EXERCISE BRIEF:
Copy from the first line below down to and including the line with "[outline] csx locomotive, every instance". Skip the pictures.

Extracted data entries
Content starts

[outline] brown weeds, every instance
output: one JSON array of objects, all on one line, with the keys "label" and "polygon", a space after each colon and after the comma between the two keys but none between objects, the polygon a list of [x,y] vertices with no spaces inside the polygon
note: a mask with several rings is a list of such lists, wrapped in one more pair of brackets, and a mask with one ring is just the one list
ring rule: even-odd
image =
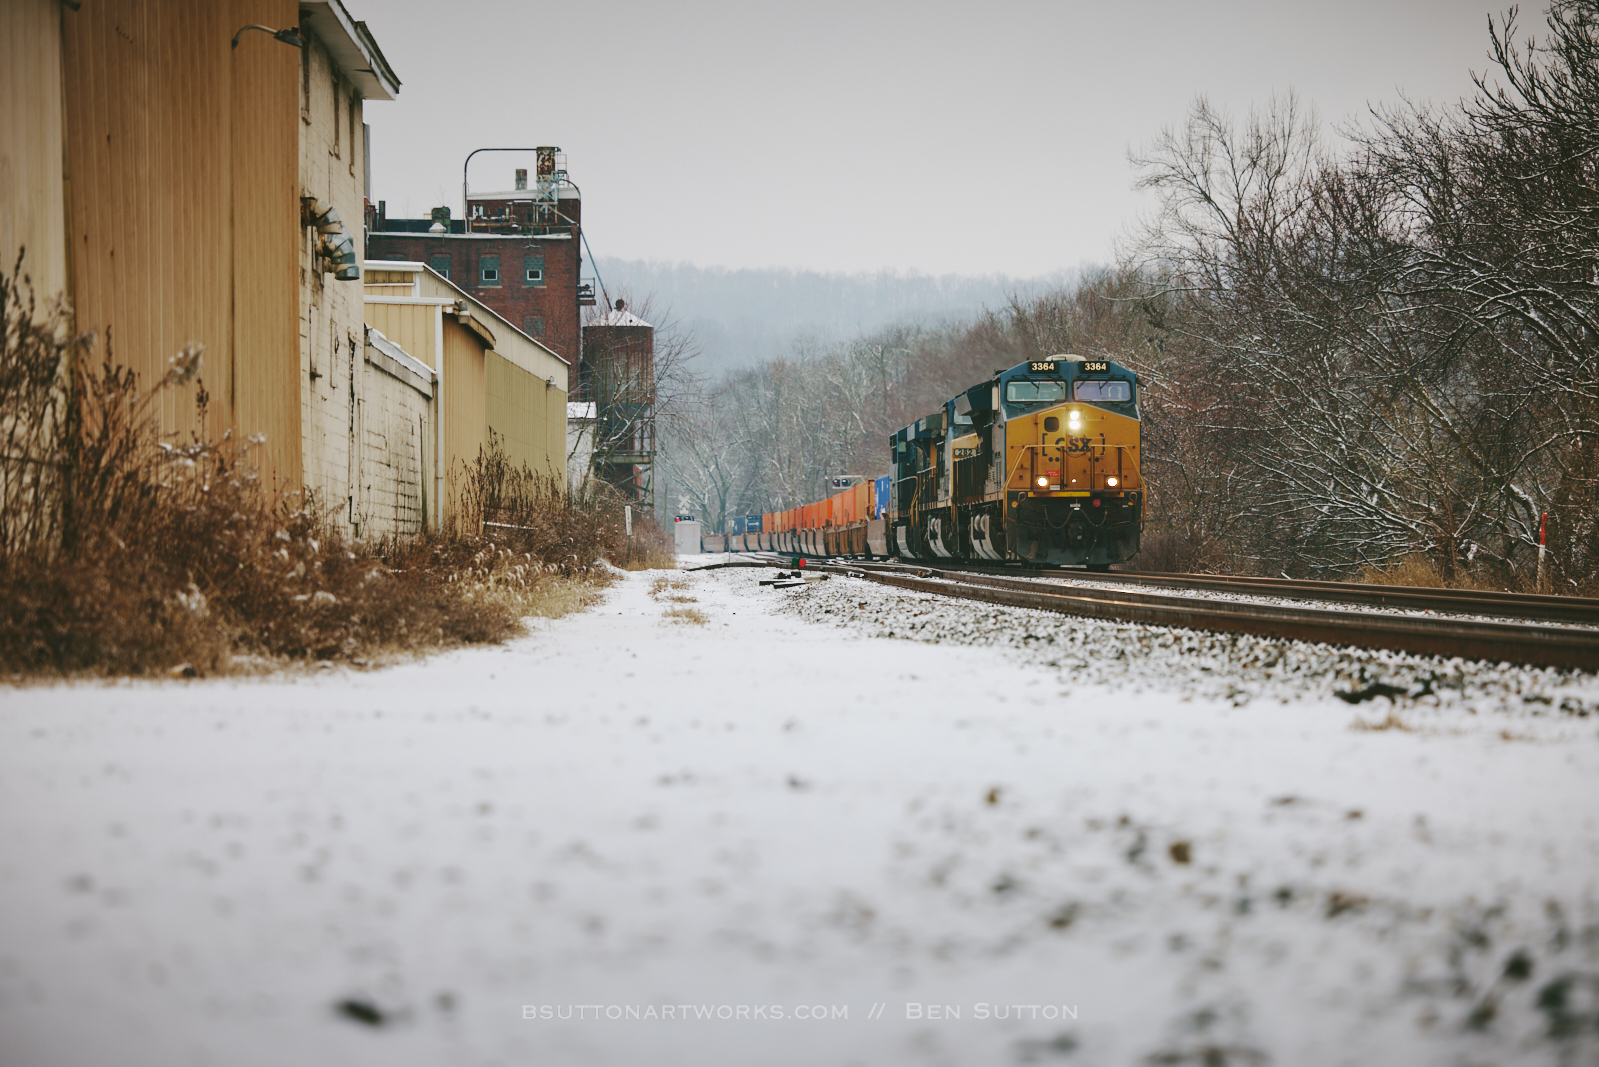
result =
[{"label": "brown weeds", "polygon": [[711,621],[699,608],[667,608],[661,612],[661,618],[667,622],[691,623],[695,626],[704,626]]},{"label": "brown weeds", "polygon": [[1355,580],[1366,585],[1402,585],[1425,589],[1502,588],[1465,568],[1457,569],[1453,578],[1445,577],[1424,552],[1412,553],[1386,567],[1362,567]]},{"label": "brown weeds", "polygon": [[[26,284],[3,274],[0,309],[6,676],[368,663],[504,640],[522,618],[578,610],[610,581],[593,566],[621,540],[619,529],[607,540],[603,503],[513,498],[513,517],[538,537],[458,522],[363,544],[324,521],[313,498],[268,492],[254,442],[160,435],[162,395],[190,382],[205,424],[199,347],[141,389],[109,346],[102,354],[94,337],[72,336],[59,309],[41,313]],[[499,488],[468,474],[479,498]]]}]

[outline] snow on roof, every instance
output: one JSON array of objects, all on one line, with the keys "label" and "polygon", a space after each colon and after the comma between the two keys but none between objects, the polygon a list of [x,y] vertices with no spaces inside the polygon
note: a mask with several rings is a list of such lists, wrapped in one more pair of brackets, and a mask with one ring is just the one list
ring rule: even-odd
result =
[{"label": "snow on roof", "polygon": [[566,417],[568,419],[592,419],[594,418],[594,404],[592,402],[581,404],[568,401],[566,405]]},{"label": "snow on roof", "polygon": [[649,323],[645,322],[643,319],[639,318],[637,315],[633,314],[631,311],[607,311],[605,314],[601,315],[599,318],[595,319],[593,322],[585,322],[583,325],[585,325],[585,326],[648,326],[652,330],[655,329],[654,326],[651,326]]}]

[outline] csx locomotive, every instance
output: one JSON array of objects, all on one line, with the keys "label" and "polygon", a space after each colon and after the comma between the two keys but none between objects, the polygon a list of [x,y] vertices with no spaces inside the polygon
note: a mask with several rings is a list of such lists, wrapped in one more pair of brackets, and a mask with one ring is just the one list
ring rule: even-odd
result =
[{"label": "csx locomotive", "polygon": [[1138,552],[1143,528],[1138,388],[1136,374],[1109,360],[1017,364],[894,434],[886,478],[745,517],[717,540],[1106,570]]}]

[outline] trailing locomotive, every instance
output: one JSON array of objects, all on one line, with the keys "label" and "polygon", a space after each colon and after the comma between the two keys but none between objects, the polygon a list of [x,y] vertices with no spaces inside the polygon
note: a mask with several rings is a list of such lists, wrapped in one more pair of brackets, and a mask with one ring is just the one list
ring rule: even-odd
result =
[{"label": "trailing locomotive", "polygon": [[1019,363],[889,438],[887,477],[740,517],[706,547],[1106,570],[1138,552],[1138,376],[1109,360]]},{"label": "trailing locomotive", "polygon": [[1051,356],[972,386],[890,439],[893,554],[1107,570],[1143,530],[1138,376]]}]

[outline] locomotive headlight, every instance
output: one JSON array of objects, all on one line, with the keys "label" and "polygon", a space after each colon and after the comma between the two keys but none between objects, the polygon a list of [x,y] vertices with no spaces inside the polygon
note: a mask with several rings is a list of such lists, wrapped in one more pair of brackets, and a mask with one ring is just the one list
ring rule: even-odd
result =
[{"label": "locomotive headlight", "polygon": [[1069,412],[1069,413],[1068,413],[1068,414],[1067,414],[1067,416],[1066,416],[1066,418],[1067,418],[1067,420],[1068,420],[1068,421],[1070,421],[1070,422],[1071,422],[1071,424],[1072,424],[1072,428],[1073,428],[1073,429],[1076,429],[1076,428],[1077,428],[1077,420],[1078,420],[1078,419],[1080,419],[1080,418],[1082,418],[1082,415],[1081,415],[1081,413],[1079,413],[1079,412],[1078,412],[1078,410],[1077,410],[1077,409],[1076,409],[1076,408],[1073,408],[1073,409],[1072,409],[1072,410],[1071,410],[1071,411],[1070,411],[1070,412]]},{"label": "locomotive headlight", "polygon": [[1049,479],[1044,477],[1043,475],[1039,475],[1037,480],[1038,480],[1038,488],[1040,488],[1040,489],[1043,489],[1045,486],[1049,485]]},{"label": "locomotive headlight", "polygon": [[1112,489],[1114,489],[1118,485],[1122,484],[1122,480],[1120,478],[1106,478],[1105,479],[1105,484],[1110,486]]}]

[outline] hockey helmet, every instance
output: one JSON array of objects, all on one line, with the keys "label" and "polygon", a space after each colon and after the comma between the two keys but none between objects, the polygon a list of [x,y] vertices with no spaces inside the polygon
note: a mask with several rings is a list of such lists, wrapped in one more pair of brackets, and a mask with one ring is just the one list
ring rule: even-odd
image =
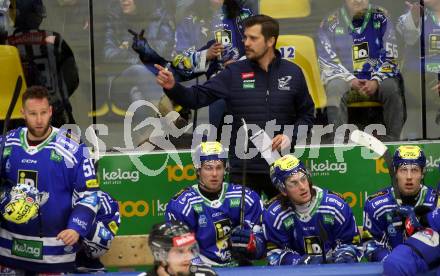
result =
[{"label": "hockey helmet", "polygon": [[227,168],[228,153],[219,142],[202,142],[194,151],[193,163],[194,168],[200,169],[203,162],[212,160],[221,160]]},{"label": "hockey helmet", "polygon": [[199,255],[194,233],[180,221],[155,224],[150,232],[148,245],[155,262],[167,263],[168,254],[173,247],[190,246],[192,258]]},{"label": "hockey helmet", "polygon": [[36,217],[39,204],[38,190],[27,184],[14,185],[0,198],[1,213],[5,220],[22,224]]},{"label": "hockey helmet", "polygon": [[272,164],[270,167],[270,179],[272,180],[272,184],[275,186],[275,188],[277,188],[280,192],[285,192],[286,179],[289,176],[299,172],[304,173],[307,177],[310,176],[310,173],[298,158],[291,154],[287,154],[277,159]]},{"label": "hockey helmet", "polygon": [[426,166],[426,156],[419,146],[400,146],[393,156],[393,167],[395,170],[403,165],[414,164],[422,170]]}]

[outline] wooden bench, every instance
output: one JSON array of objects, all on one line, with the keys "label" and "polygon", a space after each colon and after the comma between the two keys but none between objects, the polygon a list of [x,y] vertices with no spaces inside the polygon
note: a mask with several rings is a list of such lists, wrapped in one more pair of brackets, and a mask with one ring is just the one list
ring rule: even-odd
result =
[{"label": "wooden bench", "polygon": [[148,235],[116,236],[101,261],[105,267],[122,269],[152,265],[154,258],[148,247]]}]

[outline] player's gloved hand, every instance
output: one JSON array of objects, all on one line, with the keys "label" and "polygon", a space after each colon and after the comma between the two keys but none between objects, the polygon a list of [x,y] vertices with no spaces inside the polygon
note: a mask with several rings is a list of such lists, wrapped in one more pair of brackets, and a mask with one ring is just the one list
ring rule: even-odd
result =
[{"label": "player's gloved hand", "polygon": [[301,259],[298,261],[298,264],[322,264],[324,260],[322,255],[308,255],[304,254],[301,256]]},{"label": "player's gloved hand", "polygon": [[269,265],[297,265],[301,255],[289,248],[284,250],[273,249],[267,253],[267,262]]},{"label": "player's gloved hand", "polygon": [[159,54],[151,48],[150,44],[148,44],[147,39],[144,37],[144,30],[141,30],[139,34],[130,29],[128,32],[133,35],[131,48],[139,54],[139,58],[143,63],[166,65],[167,61],[159,56]]},{"label": "player's gloved hand", "polygon": [[336,247],[332,254],[332,262],[339,263],[357,263],[362,258],[362,252],[352,244],[341,244]]},{"label": "player's gloved hand", "polygon": [[423,228],[412,206],[399,206],[395,212],[404,219],[405,233],[408,237]]},{"label": "player's gloved hand", "polygon": [[362,243],[362,251],[369,262],[381,262],[391,253],[390,249],[372,238]]},{"label": "player's gloved hand", "polygon": [[259,259],[265,252],[264,240],[261,235],[241,226],[232,230],[231,245],[233,254],[239,254],[251,259]]}]

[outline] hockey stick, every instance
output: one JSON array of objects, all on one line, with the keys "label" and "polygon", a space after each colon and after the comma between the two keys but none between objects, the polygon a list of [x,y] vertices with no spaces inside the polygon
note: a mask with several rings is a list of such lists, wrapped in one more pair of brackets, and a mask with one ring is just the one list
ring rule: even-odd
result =
[{"label": "hockey stick", "polygon": [[396,182],[396,172],[393,168],[393,158],[387,146],[385,146],[385,144],[379,141],[376,137],[373,137],[372,135],[357,129],[350,134],[350,140],[358,145],[364,146],[367,149],[372,150],[373,152],[378,154],[379,157],[383,157],[385,159],[385,163],[387,164],[388,171],[390,173],[391,183],[393,185],[394,195],[396,197],[397,204],[402,205],[402,197],[400,195],[400,190],[399,187],[397,187]]},{"label": "hockey stick", "polygon": [[23,84],[23,79],[21,76],[18,76],[17,82],[15,83],[14,94],[12,94],[11,103],[9,104],[8,111],[6,112],[5,121],[3,122],[2,129],[2,141],[0,143],[0,182],[3,177],[2,168],[3,168],[3,150],[6,144],[6,132],[8,131],[9,121],[11,120],[12,112],[14,111],[15,105],[17,104],[18,97],[20,96],[21,86]]},{"label": "hockey stick", "polygon": [[[245,140],[244,140],[244,152],[246,153],[248,151],[248,140],[249,140],[249,133],[248,133],[248,127],[246,124],[246,121],[244,118],[241,118],[241,123],[243,124],[243,130],[246,133]],[[245,199],[246,199],[246,171],[247,171],[247,160],[246,158],[243,159],[243,178],[242,178],[242,187],[241,187],[241,201],[240,201],[240,227],[243,228],[244,226],[244,208],[246,207]]]}]

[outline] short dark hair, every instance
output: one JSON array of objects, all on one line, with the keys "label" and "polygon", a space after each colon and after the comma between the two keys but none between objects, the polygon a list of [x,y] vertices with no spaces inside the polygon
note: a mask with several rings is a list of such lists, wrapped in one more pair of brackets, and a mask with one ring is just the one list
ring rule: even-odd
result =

Content ends

SOLVED PROBLEM:
[outline] brown weeds, every instance
output: one JSON array of objects, all on one line, with the keys "label" and "polygon", a space after each colon and after the comma between the two keys but none between objects, the polygon a list of [x,y] vertices with no spaces inside the polygon
note: a mask with several rings is a list of such lists, wrapped in one more pair of brackets, and a mask with one ring is just the one list
ring rule: even-odd
image =
result =
[{"label": "brown weeds", "polygon": [[711,621],[699,608],[667,608],[661,612],[661,618],[667,622],[691,623],[695,626],[704,626]]},{"label": "brown weeds", "polygon": [[1355,580],[1366,585],[1402,585],[1425,589],[1502,588],[1465,568],[1457,569],[1453,578],[1445,577],[1424,552],[1412,553],[1386,567],[1362,567]]},{"label": "brown weeds", "polygon": [[[26,284],[3,274],[0,309],[6,676],[368,663],[504,640],[522,618],[578,610],[610,581],[593,566],[621,540],[619,529],[607,540],[603,503],[513,498],[513,517],[538,537],[458,522],[363,544],[324,521],[313,498],[268,492],[254,442],[160,435],[162,395],[190,382],[205,424],[199,347],[141,389],[109,346],[102,354],[94,337],[72,336],[59,309],[41,313]],[[499,488],[468,474],[479,498]]]}]

[outline] snow on roof, every instance
output: one JSON array of objects, all on one line, with the keys "label" and "polygon", a space after each colon and after the comma between the two keys but none between objects, the polygon a list of [x,y] vertices with no spaces inside the polygon
note: a mask with several rings is a list of such lists, wrapped in one more pair of brackets, and a mask with one ring is just the one list
ring rule: even-odd
result =
[{"label": "snow on roof", "polygon": [[566,417],[568,419],[592,419],[594,418],[594,404],[592,402],[581,404],[568,401],[566,405]]},{"label": "snow on roof", "polygon": [[649,323],[645,322],[643,319],[639,318],[637,315],[633,314],[631,311],[607,311],[605,314],[601,315],[599,318],[595,319],[593,322],[585,322],[583,325],[585,325],[585,326],[648,326],[652,330],[655,329],[654,326],[651,326]]}]

[outline] csx locomotive, every instance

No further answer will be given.